Supplied material >>
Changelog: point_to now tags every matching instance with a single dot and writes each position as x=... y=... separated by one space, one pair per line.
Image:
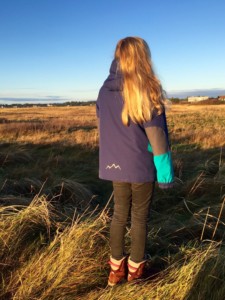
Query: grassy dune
x=54 y=220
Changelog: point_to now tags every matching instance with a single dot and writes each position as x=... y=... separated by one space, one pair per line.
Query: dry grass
x=55 y=245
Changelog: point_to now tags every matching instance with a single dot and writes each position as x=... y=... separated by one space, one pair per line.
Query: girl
x=133 y=150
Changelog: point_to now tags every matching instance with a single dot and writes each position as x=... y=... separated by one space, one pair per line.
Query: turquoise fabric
x=164 y=166
x=150 y=147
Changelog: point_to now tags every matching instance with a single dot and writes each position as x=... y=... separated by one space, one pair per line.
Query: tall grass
x=54 y=231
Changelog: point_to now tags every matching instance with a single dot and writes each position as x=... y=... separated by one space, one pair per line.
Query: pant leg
x=142 y=194
x=122 y=202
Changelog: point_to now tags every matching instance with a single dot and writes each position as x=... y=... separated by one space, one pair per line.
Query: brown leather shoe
x=118 y=271
x=135 y=272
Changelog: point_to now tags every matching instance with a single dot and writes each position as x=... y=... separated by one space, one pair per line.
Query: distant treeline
x=69 y=103
x=212 y=101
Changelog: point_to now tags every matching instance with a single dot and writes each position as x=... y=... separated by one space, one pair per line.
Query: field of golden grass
x=54 y=220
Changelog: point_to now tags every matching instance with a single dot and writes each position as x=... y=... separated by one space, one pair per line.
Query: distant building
x=197 y=98
x=221 y=98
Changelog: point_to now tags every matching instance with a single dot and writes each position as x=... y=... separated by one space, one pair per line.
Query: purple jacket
x=123 y=151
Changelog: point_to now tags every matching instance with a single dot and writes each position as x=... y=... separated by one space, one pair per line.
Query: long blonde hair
x=141 y=89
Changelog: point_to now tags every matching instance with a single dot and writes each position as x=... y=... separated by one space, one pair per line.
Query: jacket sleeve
x=157 y=133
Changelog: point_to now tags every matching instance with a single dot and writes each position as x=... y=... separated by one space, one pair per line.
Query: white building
x=197 y=98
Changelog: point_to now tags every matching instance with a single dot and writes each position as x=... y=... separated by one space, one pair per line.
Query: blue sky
x=62 y=49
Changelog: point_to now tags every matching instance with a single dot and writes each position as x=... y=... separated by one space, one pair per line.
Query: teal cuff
x=164 y=168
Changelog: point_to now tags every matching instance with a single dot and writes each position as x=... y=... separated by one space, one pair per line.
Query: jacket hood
x=114 y=80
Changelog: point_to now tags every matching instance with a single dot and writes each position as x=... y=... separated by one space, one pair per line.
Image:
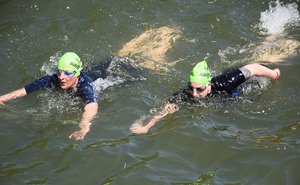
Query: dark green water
x=254 y=140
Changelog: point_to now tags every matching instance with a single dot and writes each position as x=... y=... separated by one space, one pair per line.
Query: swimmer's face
x=198 y=90
x=66 y=79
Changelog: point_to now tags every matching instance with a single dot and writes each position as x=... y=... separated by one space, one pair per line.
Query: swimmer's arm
x=12 y=95
x=169 y=108
x=89 y=112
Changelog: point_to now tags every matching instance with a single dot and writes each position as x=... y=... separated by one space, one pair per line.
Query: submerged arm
x=13 y=95
x=169 y=108
x=89 y=112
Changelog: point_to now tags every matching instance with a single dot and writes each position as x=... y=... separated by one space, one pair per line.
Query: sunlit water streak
x=210 y=143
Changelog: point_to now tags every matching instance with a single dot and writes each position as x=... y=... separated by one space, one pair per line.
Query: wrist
x=85 y=127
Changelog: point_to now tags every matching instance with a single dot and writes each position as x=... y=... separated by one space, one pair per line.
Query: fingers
x=77 y=135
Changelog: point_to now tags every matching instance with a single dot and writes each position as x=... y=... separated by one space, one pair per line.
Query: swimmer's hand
x=79 y=135
x=137 y=128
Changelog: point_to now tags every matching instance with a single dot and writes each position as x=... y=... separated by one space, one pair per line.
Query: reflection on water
x=255 y=135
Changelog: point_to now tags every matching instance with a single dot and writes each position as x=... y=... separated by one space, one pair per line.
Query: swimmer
x=68 y=76
x=202 y=85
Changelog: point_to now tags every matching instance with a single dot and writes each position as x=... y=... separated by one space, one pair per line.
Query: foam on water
x=278 y=17
x=274 y=22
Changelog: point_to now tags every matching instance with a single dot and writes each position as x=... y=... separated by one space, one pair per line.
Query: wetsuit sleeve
x=180 y=96
x=228 y=81
x=89 y=94
x=86 y=89
x=44 y=82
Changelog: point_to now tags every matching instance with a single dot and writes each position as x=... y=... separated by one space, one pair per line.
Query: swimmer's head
x=70 y=62
x=200 y=73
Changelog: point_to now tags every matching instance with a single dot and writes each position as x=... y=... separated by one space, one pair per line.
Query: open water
x=254 y=139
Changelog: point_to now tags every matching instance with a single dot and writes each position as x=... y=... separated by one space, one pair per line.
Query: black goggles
x=198 y=89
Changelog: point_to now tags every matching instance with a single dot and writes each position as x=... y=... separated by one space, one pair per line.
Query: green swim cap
x=70 y=62
x=200 y=73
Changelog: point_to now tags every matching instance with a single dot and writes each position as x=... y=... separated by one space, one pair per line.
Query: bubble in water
x=278 y=17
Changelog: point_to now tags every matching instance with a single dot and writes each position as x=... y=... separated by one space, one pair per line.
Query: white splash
x=278 y=17
x=49 y=67
x=102 y=84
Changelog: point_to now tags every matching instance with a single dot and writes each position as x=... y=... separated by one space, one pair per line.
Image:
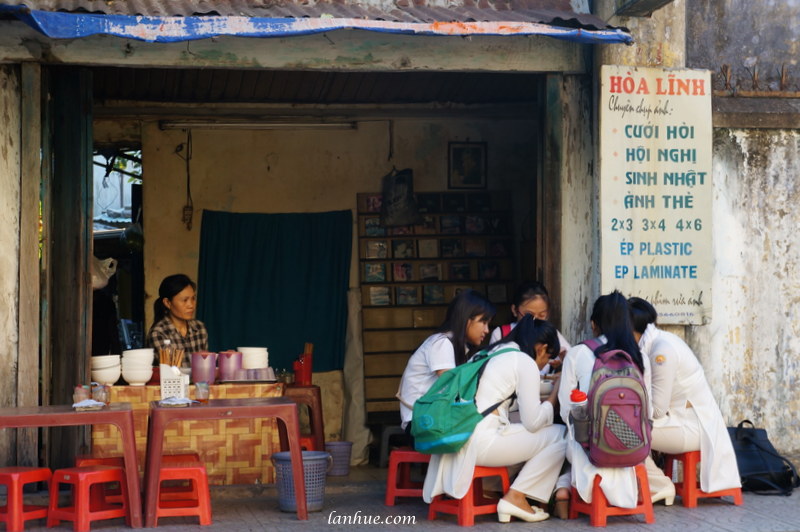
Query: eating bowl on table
x=137 y=377
x=105 y=361
x=106 y=375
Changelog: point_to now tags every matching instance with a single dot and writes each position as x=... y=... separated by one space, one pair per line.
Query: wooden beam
x=29 y=303
x=353 y=50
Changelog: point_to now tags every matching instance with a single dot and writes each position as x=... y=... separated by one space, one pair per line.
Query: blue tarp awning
x=61 y=25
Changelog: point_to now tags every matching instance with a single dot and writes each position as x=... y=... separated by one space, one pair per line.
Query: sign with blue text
x=655 y=189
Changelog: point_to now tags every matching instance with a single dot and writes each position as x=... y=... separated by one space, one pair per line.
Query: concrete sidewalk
x=359 y=497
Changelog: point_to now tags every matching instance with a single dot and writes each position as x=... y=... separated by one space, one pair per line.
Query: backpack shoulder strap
x=593 y=343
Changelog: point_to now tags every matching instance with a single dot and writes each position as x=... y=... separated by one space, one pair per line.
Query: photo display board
x=655 y=189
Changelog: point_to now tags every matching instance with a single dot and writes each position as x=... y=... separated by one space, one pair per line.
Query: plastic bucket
x=204 y=367
x=315 y=465
x=340 y=451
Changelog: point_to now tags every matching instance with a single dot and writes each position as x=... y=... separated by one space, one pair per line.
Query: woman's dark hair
x=612 y=315
x=530 y=290
x=171 y=286
x=465 y=306
x=530 y=331
x=642 y=313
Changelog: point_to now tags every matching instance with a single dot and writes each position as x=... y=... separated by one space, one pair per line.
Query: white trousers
x=672 y=439
x=541 y=454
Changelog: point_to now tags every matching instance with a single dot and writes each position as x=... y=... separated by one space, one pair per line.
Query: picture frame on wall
x=466 y=165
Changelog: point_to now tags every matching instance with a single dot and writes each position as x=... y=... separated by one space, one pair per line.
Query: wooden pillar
x=69 y=239
x=548 y=207
x=29 y=303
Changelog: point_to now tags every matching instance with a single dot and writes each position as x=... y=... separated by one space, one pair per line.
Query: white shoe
x=667 y=495
x=506 y=510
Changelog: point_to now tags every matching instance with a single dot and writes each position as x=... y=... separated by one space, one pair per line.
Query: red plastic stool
x=473 y=503
x=598 y=510
x=81 y=513
x=398 y=481
x=688 y=489
x=16 y=512
x=198 y=500
x=308 y=443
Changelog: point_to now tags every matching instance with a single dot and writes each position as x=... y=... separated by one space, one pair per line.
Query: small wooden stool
x=81 y=512
x=398 y=480
x=688 y=488
x=197 y=500
x=598 y=510
x=473 y=503
x=16 y=512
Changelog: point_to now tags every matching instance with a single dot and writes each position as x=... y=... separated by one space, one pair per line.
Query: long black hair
x=642 y=313
x=530 y=331
x=530 y=290
x=465 y=306
x=612 y=315
x=171 y=286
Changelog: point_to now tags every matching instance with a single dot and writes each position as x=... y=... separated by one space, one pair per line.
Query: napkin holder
x=173 y=382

Exercise task >>
Rewrite the entries from their start through the line containing "x=122 y=202", switching "turquoise" to "teal" and keeping everything else the same. Omit the pictures from your answer.

Solution >>
Changelog: point_to now tags every matching instance with a single dot and writes each position as x=... y=... separated by one space, one pair per line.
Image:
Query: grassy dune
x=54 y=220
Changelog: point_to now tags every matching instance with a single dot and writes each position as x=... y=... separated by one space, one pair per line.
Query: dry grass
x=55 y=245
Changelog: point_to now tags every matching instance with a single dot and writes each position as x=... y=... separated by one space, one pair per line.
Query: girl
x=133 y=150
Changelog: point_to now tags every matching instance with a single dot and writes each position as x=... y=... separated by one space, one pair per line.
Query: teal fabric
x=164 y=166
x=150 y=147
Changelog: point_to now tags every matching instance with a single dot and writes each position as x=... y=... separated by one space, one pair per line.
Query: tall grass
x=54 y=231
Changelog: point_to now tags every matching instance with a single dot and writes each position as x=... y=... separated by one space, one pair per line.
Query: pant leg
x=142 y=194
x=122 y=202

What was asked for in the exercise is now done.